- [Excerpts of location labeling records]
********

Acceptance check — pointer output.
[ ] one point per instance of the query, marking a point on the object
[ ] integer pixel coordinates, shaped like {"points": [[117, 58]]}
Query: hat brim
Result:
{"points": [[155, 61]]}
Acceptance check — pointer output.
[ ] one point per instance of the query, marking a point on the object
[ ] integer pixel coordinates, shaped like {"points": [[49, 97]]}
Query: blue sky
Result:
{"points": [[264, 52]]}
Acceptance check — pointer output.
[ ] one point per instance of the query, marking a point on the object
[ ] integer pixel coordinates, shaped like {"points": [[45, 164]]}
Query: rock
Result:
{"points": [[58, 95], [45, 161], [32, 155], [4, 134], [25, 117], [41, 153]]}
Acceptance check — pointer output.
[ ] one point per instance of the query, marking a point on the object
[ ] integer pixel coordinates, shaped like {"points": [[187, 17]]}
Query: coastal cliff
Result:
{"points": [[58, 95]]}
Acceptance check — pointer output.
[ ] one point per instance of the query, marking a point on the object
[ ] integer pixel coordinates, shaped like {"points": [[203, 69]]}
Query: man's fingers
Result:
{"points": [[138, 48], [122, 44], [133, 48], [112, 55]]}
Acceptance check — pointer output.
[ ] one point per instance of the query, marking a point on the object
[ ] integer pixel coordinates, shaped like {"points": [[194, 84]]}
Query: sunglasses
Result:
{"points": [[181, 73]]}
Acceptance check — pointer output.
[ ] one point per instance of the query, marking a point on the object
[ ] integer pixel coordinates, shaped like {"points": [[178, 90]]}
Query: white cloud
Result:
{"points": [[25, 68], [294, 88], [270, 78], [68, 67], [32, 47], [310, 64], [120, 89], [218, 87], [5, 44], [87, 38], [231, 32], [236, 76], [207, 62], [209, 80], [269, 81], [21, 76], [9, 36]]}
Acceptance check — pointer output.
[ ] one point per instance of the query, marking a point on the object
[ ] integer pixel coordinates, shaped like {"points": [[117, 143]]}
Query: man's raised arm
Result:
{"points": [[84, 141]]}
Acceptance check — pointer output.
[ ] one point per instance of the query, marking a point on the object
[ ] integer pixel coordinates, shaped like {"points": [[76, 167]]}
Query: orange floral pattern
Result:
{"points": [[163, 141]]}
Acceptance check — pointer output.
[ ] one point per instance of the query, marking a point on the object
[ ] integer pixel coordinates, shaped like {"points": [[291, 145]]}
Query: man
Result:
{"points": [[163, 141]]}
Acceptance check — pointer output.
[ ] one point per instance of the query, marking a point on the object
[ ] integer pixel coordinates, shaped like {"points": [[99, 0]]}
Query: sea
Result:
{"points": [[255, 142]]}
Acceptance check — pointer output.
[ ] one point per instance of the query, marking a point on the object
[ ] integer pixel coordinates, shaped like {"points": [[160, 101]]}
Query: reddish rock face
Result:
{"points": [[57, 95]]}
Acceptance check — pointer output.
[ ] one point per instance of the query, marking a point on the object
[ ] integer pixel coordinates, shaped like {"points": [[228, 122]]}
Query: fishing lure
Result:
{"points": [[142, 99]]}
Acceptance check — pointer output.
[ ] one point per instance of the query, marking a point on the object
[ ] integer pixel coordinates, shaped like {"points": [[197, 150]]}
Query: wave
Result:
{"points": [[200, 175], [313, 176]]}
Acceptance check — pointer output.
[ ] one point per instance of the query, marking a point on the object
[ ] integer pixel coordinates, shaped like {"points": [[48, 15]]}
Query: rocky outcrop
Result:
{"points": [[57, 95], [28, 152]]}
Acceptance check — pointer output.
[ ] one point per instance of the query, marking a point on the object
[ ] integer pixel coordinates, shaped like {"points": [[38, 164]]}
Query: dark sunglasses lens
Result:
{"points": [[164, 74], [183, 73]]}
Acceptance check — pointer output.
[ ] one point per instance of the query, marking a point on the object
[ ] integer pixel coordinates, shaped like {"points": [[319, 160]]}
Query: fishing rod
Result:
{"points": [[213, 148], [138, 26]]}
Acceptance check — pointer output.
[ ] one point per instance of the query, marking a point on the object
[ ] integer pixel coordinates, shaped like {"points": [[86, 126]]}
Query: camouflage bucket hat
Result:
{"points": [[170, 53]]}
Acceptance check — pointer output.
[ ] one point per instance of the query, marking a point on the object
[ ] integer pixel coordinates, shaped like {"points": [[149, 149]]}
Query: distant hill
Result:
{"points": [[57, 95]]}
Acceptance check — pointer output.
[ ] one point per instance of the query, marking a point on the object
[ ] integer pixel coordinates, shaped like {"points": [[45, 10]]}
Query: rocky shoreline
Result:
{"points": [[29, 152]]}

********

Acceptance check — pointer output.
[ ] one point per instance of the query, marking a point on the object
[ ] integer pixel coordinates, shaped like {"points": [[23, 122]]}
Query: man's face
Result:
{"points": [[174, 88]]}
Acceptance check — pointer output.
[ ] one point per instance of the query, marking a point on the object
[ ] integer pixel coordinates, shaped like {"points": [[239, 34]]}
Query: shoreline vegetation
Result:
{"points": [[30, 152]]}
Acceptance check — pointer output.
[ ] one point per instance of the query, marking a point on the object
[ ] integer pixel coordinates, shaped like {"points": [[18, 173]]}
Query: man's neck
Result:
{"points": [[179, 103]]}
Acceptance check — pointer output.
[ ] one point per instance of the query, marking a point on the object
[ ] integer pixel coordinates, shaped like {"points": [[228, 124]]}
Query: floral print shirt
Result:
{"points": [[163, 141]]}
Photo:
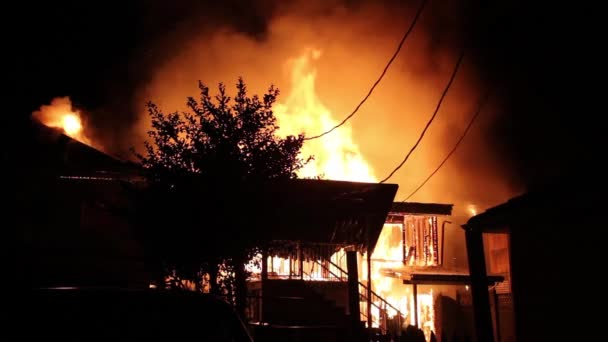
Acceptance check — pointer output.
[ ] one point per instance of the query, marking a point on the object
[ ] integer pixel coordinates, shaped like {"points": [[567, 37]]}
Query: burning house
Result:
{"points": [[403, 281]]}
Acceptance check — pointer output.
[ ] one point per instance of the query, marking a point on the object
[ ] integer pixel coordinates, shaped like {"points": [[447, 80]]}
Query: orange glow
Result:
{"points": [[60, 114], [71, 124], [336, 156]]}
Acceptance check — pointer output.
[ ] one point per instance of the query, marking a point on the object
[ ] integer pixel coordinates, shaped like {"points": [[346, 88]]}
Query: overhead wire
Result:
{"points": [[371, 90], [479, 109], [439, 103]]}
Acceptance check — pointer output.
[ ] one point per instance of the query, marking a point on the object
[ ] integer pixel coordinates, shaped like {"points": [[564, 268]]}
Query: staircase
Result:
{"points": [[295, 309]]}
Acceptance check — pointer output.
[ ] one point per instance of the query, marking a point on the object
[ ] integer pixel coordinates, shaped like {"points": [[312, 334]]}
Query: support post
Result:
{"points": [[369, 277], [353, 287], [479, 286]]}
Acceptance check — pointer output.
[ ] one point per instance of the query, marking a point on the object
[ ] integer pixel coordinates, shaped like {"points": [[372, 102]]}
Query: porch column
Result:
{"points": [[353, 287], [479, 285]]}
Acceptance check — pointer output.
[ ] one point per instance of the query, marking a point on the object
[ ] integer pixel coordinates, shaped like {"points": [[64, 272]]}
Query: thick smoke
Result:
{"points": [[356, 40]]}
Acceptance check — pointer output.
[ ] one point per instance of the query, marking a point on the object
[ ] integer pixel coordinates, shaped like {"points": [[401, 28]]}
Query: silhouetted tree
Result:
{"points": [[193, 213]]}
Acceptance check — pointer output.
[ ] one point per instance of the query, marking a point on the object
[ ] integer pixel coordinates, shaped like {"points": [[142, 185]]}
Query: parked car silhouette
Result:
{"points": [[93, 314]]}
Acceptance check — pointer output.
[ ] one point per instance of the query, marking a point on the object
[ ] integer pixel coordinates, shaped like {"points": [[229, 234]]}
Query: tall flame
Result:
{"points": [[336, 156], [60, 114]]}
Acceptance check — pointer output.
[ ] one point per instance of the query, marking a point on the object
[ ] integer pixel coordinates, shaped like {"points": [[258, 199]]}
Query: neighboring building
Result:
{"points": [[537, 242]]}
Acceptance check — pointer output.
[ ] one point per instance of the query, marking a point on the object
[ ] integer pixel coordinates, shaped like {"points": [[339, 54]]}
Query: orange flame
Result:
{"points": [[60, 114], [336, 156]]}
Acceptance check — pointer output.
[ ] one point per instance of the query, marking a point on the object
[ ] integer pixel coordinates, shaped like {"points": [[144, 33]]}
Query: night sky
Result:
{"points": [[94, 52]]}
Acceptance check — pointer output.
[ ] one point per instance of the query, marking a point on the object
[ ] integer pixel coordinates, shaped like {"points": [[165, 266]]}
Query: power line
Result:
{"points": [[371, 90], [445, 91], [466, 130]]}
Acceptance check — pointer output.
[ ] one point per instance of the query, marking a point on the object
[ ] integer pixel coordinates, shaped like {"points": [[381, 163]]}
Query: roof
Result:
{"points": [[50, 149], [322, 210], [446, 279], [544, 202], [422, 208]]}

********

- [Work required] Count the lines in the records that contain the string "orange".

- [Exercise response] 3